▸ DOCUMENT EXCERPT
-- Opening Marker --

US forces suffer attacks in Middle East as America faces dilemma
A defective drone in Iraq may have helped keep America from being dragged deeper into a widening Middle East conflict.
The drone, which was launched at the Erbil air base by an Iranian-backed militia before sunrise on Oct. 26, penetrated U.S. air defenses and crashed into the second floor of the barracks housing American troops at about 5 a.m, according to two U.S. officials familiar with the matter.
But the device laden with explosives failed to detonate and in the end only one service member suffered a concussion from the impact, said the officials, who asked to remain anonymous to speak freely about the attack. The U.S. had got lucky, they added, as the drone could have caused carnage had it exploded.
The incident was among at least 40 separate drone and rocket attacks that have been launched at U.S. forces by Iranian-backed militias in Iraq and Syria over the past three weeks in response to American support for Israel in the Gaza war, according to Pentagon data and the two U.S. officials.

-- Closing Marker --

▸ INFORMATION SHOWN
-- Opening Marker --

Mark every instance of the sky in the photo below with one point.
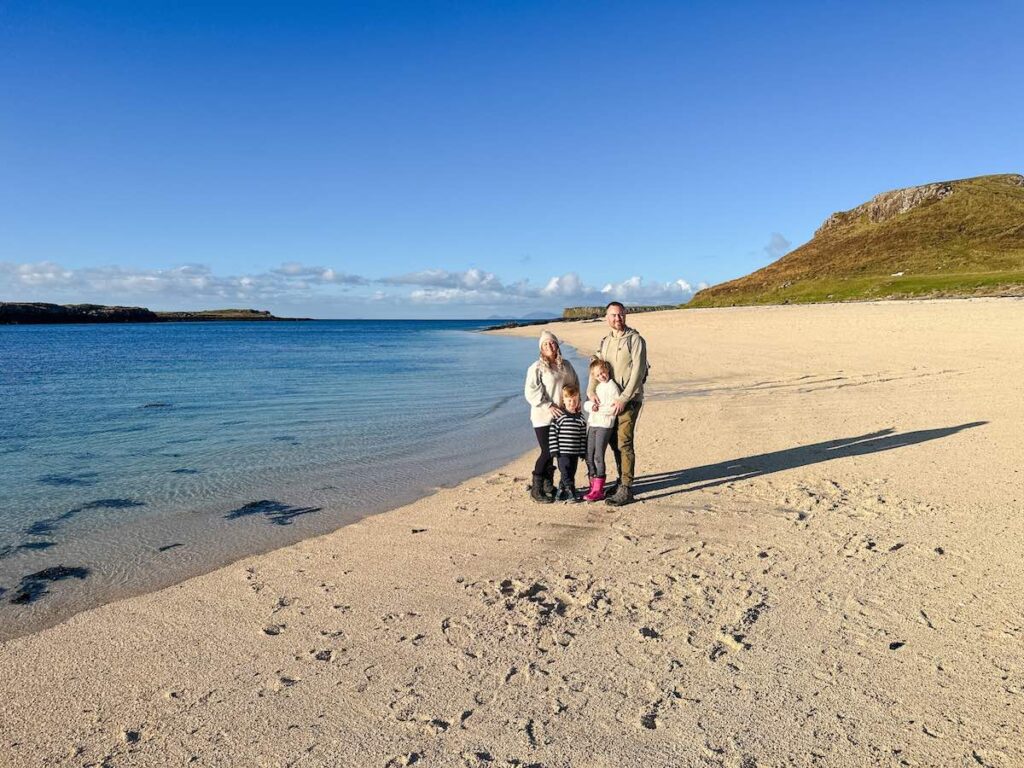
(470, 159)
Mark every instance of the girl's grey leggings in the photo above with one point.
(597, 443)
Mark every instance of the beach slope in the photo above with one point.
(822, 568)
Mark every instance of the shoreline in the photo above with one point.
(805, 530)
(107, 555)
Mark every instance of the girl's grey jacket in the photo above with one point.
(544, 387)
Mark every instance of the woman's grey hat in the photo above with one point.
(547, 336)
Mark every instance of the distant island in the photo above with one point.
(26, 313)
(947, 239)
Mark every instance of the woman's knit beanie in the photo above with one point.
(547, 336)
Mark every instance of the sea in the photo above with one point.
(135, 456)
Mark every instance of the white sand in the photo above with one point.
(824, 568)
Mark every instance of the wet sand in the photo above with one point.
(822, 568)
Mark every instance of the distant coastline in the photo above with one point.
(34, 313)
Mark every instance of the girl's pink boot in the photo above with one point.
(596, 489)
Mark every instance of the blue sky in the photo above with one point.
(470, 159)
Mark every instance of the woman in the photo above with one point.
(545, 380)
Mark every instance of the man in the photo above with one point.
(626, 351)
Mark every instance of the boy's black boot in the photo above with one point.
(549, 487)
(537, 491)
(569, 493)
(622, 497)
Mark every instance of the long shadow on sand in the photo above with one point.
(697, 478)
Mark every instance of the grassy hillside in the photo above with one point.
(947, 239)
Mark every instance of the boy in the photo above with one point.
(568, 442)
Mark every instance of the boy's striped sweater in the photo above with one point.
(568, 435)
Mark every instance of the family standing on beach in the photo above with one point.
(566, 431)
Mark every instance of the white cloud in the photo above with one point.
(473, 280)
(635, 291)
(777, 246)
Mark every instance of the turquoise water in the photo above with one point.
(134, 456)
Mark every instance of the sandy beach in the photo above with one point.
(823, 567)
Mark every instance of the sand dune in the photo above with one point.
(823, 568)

-- Closing Marker --
-- Opening Marker --

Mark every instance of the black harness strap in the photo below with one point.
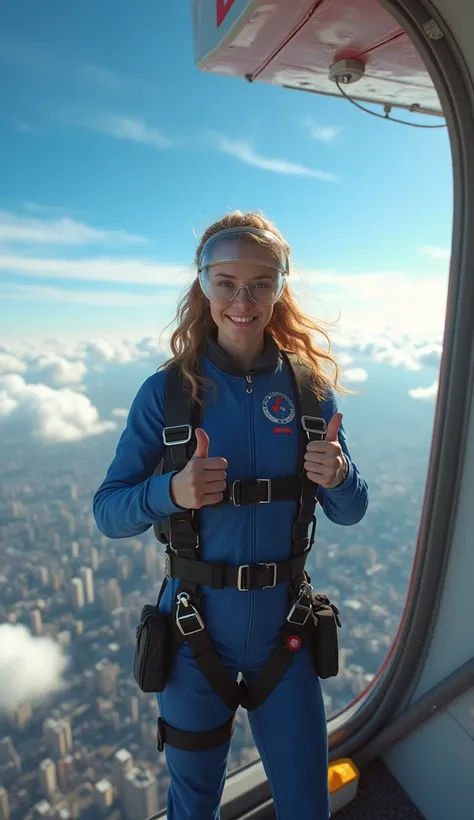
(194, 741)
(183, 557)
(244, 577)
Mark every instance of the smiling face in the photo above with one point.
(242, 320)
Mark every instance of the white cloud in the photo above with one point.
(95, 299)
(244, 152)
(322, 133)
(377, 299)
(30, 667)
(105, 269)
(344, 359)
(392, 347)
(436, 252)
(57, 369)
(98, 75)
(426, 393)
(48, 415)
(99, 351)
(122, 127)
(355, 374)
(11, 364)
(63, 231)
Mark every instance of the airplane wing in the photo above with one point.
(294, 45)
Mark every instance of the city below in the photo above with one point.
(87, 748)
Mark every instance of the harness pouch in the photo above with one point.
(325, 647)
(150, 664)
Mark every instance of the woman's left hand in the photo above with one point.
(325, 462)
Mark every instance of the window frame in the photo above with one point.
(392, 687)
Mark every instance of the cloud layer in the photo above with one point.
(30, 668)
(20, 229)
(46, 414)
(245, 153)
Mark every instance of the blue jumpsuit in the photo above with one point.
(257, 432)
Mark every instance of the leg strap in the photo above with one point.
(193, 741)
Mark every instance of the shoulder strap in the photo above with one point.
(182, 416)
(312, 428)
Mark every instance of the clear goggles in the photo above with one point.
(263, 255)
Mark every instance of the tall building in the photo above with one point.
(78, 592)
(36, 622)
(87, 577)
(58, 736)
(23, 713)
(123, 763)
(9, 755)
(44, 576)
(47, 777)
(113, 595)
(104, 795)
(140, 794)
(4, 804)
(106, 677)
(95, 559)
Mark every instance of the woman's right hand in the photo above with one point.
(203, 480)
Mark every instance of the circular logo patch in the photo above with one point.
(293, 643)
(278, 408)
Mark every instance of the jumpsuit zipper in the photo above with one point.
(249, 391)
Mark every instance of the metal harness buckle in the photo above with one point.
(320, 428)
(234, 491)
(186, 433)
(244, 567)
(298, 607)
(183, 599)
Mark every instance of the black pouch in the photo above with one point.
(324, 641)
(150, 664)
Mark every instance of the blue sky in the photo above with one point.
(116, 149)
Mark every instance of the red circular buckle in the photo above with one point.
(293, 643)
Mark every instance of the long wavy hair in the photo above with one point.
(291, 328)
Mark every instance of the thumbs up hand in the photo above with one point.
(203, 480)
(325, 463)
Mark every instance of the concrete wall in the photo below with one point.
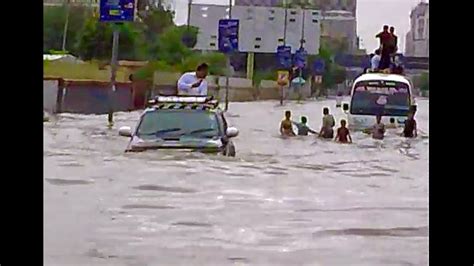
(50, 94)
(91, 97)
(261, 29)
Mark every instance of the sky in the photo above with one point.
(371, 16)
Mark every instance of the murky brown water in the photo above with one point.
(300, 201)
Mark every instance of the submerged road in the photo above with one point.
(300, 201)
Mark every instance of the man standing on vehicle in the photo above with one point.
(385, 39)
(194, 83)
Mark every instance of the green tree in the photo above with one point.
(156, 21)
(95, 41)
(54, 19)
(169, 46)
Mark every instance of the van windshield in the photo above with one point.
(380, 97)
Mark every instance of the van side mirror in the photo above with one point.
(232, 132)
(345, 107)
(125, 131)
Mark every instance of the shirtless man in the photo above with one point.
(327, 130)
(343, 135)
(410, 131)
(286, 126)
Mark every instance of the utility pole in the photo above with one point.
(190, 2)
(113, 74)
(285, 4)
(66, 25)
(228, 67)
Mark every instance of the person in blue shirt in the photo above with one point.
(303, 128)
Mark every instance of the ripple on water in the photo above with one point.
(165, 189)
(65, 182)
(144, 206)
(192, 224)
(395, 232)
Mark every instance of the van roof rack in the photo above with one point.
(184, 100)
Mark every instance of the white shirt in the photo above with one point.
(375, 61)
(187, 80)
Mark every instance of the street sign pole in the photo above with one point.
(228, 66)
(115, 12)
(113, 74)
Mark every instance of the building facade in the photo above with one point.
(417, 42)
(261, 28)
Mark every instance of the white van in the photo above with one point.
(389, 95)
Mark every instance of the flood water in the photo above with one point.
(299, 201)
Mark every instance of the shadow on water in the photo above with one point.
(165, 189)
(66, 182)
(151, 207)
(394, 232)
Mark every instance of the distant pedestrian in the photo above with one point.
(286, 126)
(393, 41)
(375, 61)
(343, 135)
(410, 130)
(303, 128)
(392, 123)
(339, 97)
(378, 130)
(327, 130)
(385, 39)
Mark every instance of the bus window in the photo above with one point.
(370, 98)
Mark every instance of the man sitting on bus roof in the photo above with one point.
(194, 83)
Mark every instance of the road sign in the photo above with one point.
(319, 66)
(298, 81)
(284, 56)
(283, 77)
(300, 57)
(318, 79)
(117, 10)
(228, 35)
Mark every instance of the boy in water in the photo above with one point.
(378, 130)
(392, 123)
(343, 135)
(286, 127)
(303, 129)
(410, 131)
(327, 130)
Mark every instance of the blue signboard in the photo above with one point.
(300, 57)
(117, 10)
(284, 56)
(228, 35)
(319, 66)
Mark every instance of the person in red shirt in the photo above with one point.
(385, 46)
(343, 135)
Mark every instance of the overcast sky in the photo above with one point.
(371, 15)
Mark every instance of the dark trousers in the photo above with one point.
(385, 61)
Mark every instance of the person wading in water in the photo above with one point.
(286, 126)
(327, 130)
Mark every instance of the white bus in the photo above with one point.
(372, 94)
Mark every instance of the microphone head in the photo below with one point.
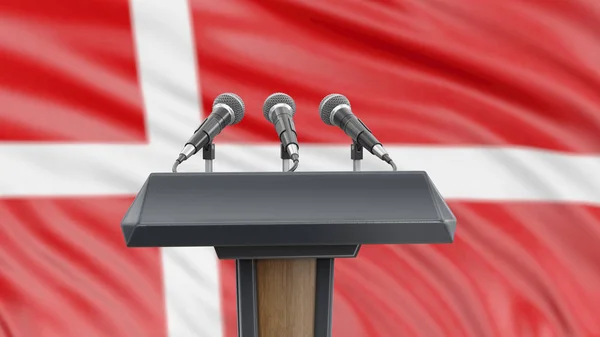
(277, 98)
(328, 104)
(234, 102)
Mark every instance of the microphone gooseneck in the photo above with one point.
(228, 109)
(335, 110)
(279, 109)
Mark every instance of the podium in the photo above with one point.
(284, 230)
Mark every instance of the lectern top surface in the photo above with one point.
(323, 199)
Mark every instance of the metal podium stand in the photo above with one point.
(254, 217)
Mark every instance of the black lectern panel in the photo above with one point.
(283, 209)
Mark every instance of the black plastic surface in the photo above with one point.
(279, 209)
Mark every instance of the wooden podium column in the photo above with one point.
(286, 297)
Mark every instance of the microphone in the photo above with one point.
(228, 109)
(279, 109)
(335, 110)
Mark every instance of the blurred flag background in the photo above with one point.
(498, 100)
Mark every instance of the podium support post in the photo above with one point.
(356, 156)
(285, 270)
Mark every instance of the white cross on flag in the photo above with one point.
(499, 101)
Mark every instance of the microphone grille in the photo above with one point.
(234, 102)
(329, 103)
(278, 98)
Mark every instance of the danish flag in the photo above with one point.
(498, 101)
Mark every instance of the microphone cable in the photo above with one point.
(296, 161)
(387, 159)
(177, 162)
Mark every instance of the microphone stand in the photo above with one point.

-- Closing Marker --

▸ PROMPT
Print the entire article on the drone attacks on U.S. forces in the Middle East, word for word. The entries have no connection to the article above.

▸ RESPONSE FOR THIS EXERCISE
US forces suffer attacks in Middle East as America faces dilemma
A defective drone in Iraq may have helped keep America from being dragged deeper into a widening Middle East conflict.
The drone, which was launched at the Erbil air base by an Iranian-backed militia before sunrise on Oct. 26, penetrated U.S. air defenses and crashed into the second floor of the barracks housing American troops at about 5 a.m, according to two U.S. officials familiar with the matter.
But the device laden with explosives failed to detonate and in the end only one service member suffered a concussion from the impact, said the officials, who asked to remain anonymous to speak freely about the attack. The U.S. had got lucky, they added, as the drone could have caused carnage had it exploded.
The incident was among at least 40 separate drone and rocket attacks that have been launched at U.S. forces by Iranian-backed militias in Iraq and Syria over the past three weeks in response to American support for Israel in the Gaza war, according to Pentagon data and the two U.S. officials.